Copy out, word for word, the part of the Zircaloy-2 abstract below that opens with the words containing "Frank H. Huang, William" and closes with "and Francis Online.".

[BEGIN PAGE]

Frank H. Huang, William J. Mills
Nuclear Technology | Volume 102 | Number 3 | June 1993 | Pages 367-375
Technical Paper | Material | doi.org/10.13182/NT93-A17035
Articles are hosted by Taylor and Francis Online.
The mechanical properties of nuclear reactor components degrade as a result of long service exposure in high-temperature, irradiation, and corrosive environments. Fracture toughness and tensile testing are conducted on the pressure tubes of Zircaloy-2 to evaluate the effects of neutron fluence, hydrogen content, and temperature on the mechanical properties. Tensile tests are performed on the base metal, and fracture toughness tests are performed on both the base and weld metals. Neutron irradiation increases the strength, reduces ductility, and significantly degrades fracture toughness. The postirradiation fracture toughness increases substantially as the test temperature is increased from room temperature to 250°C. Hydrogen levels up to 250 ppm are found to have little or no effect on the postirradiation fracture toughness. Because of its anisotropic nature, Zircaloy-2 displays different fracture resistances, depending on crack orientation. In the base metal, the fracture toughness in the longitudinal orientation is higher than that for the circumferential orientation, and this difference is enhanced at higher temperatures. The weld exhibits lower toughness in the longitudinal direction.

[END PAGE]
[BEGIN DATASET EXCERPTS]

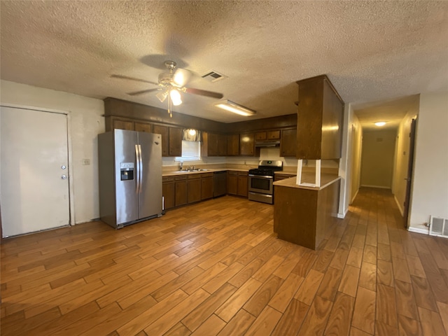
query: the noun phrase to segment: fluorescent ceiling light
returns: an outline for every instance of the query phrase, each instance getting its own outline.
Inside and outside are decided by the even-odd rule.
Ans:
[[[239,105],[233,102],[230,102],[230,100],[221,100],[220,102],[217,102],[215,103],[215,106],[246,117],[249,115],[254,115],[256,113],[256,111]]]

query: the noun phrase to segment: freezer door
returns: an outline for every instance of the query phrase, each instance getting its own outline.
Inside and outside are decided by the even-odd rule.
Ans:
[[[139,132],[141,155],[141,183],[139,201],[140,218],[162,214],[162,137]]]
[[[114,130],[117,226],[139,219],[137,132]]]

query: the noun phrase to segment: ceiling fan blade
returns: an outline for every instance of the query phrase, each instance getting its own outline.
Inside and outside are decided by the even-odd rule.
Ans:
[[[187,93],[192,93],[193,94],[199,94],[200,96],[211,97],[211,98],[218,98],[218,99],[224,97],[222,93],[206,91],[205,90],[193,89],[192,88],[185,88],[184,89]]]
[[[178,69],[174,72],[173,76],[173,80],[176,84],[182,87],[188,83],[190,78],[191,77],[191,72],[186,69]]]
[[[143,94],[144,93],[152,92],[153,91],[157,91],[159,90],[158,88],[155,89],[148,89],[148,90],[141,90],[140,91],[134,91],[133,92],[128,92],[127,94],[130,96],[136,96],[138,94]]]
[[[149,83],[150,84],[154,84],[155,85],[158,85],[159,84],[157,83],[154,83],[154,82],[151,82],[150,80],[145,80],[144,79],[140,79],[140,78],[134,78],[134,77],[129,77],[127,76],[123,76],[123,75],[111,75],[111,77],[112,77],[113,78],[120,78],[120,79],[130,79],[131,80],[136,80],[138,82],[143,82],[143,83]]]

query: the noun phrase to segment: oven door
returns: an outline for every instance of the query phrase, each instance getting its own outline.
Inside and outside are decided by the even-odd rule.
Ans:
[[[249,191],[253,192],[261,192],[262,194],[272,195],[274,188],[272,176],[260,176],[249,174]]]

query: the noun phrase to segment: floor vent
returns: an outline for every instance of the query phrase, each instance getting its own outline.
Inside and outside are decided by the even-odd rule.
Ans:
[[[220,80],[224,78],[227,78],[227,76],[224,76],[222,74],[219,74],[214,70],[210,70],[205,75],[202,75],[204,79],[206,79],[209,82],[214,83],[218,80]]]
[[[429,218],[429,234],[431,236],[448,238],[448,218],[431,216]]]

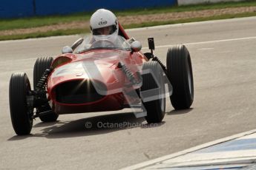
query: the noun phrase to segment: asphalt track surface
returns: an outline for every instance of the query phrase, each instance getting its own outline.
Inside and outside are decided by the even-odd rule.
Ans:
[[[79,36],[0,42],[0,169],[118,169],[256,128],[256,18],[128,31],[165,61],[168,47],[185,44],[191,55],[194,101],[174,111],[169,100],[162,123],[145,125],[128,111],[60,115],[56,123],[34,121],[31,135],[13,130],[8,102],[12,72],[33,82],[37,57],[54,56]],[[144,52],[148,51],[145,49]],[[86,128],[86,122],[129,122],[126,128]]]

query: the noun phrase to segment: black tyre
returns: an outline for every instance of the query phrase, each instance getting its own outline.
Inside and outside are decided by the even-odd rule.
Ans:
[[[151,73],[142,75],[142,86],[141,87],[141,95],[144,98],[143,91],[154,89],[146,95],[148,97],[154,97],[154,101],[145,102],[142,103],[147,110],[147,116],[145,117],[148,123],[160,123],[162,121],[165,113],[165,84],[163,79],[163,72],[160,65],[156,61],[148,61],[143,64],[143,72],[146,70],[151,70]],[[152,75],[154,75],[154,78]],[[157,82],[158,83],[157,83]]]
[[[53,58],[51,57],[42,57],[37,58],[33,69],[33,86],[34,89],[36,87],[36,84],[42,78],[42,75],[44,74],[45,71],[47,69],[49,69]],[[45,99],[47,96],[44,96]],[[39,106],[37,108],[40,112],[43,112],[45,111],[51,110],[51,107],[50,106],[49,103],[46,103],[44,106]],[[43,122],[53,122],[56,121],[58,118],[59,115],[56,114],[53,111],[52,113],[40,116],[39,118]]]
[[[29,135],[33,126],[33,109],[27,104],[27,96],[31,90],[25,73],[12,75],[9,86],[10,112],[13,127],[18,135]]]
[[[175,109],[188,109],[194,100],[193,72],[190,54],[184,45],[168,49],[166,58],[167,75],[173,87],[170,97]]]

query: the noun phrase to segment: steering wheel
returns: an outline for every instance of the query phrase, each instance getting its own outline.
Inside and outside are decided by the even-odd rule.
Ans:
[[[96,48],[96,47],[115,47],[115,44],[108,39],[98,40],[93,42],[90,48]]]

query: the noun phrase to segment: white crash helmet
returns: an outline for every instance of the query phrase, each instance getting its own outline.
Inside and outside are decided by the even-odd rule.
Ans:
[[[91,17],[90,27],[96,41],[108,39],[114,41],[118,35],[118,21],[110,10],[99,9]]]

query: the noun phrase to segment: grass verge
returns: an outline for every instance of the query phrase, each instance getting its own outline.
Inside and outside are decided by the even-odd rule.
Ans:
[[[187,5],[180,7],[172,6],[165,7],[136,9],[122,11],[114,11],[114,13],[118,16],[124,16],[250,6],[256,6],[256,1],[253,0],[240,2],[221,2],[216,4],[203,4],[197,5]],[[45,25],[57,24],[60,23],[68,23],[77,21],[88,21],[89,20],[91,13],[79,13],[65,16],[51,16],[24,18],[0,19],[0,30],[30,28]]]
[[[256,16],[255,13],[230,14],[230,15],[229,14],[229,15],[210,16],[210,17],[180,19],[180,20],[177,20],[177,21],[145,22],[145,23],[138,24],[125,25],[124,27],[125,29],[145,27],[151,27],[151,26],[157,26],[157,25],[226,19],[226,18],[242,18],[242,17],[249,17],[249,16]],[[12,40],[12,39],[33,38],[40,38],[40,37],[56,36],[56,35],[73,35],[73,34],[85,34],[89,32],[90,32],[89,30],[85,30],[85,29],[59,30],[56,30],[56,31],[49,31],[46,33],[30,33],[30,34],[20,34],[20,35],[0,36],[0,41]]]
[[[186,11],[194,11],[203,10],[214,10],[214,9],[223,9],[230,7],[252,7],[256,6],[256,1],[250,0],[240,2],[221,2],[216,4],[203,4],[197,5],[188,5],[180,7],[165,7],[157,8],[145,8],[129,10],[124,11],[114,11],[118,16],[136,16],[136,15],[148,15],[148,14],[158,14],[158,13],[177,13]],[[88,21],[91,17],[91,13],[79,13],[72,15],[66,16],[41,16],[32,17],[24,18],[14,18],[14,19],[0,19],[0,31],[1,30],[11,30],[21,28],[31,28],[47,25],[54,25],[62,23],[70,23],[72,21]],[[227,14],[222,16],[214,16],[203,18],[191,18],[186,19],[179,19],[175,21],[154,21],[154,22],[144,22],[141,24],[132,24],[125,25],[125,28],[134,28],[143,27],[162,24],[178,24],[186,22],[201,21],[214,19],[224,19],[240,17],[255,16],[256,13],[245,13],[239,14]],[[30,38],[39,38],[72,34],[80,34],[88,33],[89,30],[85,29],[69,29],[69,30],[51,30],[45,33],[33,33],[29,34],[19,34],[11,35],[0,35],[0,41],[10,40],[10,39],[24,39]]]

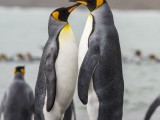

[END DATASET EXCERPTS]

# FINAL RESULT
Frank H. Huang, William J. Mills
Nuclear Technology | Volume 102 | Number 3 | June 1993 | Pages 367-375
Technical Paper | Material | doi.org/10.13182/NT93-A17035
Articles are hosted by Taylor and Francis Online.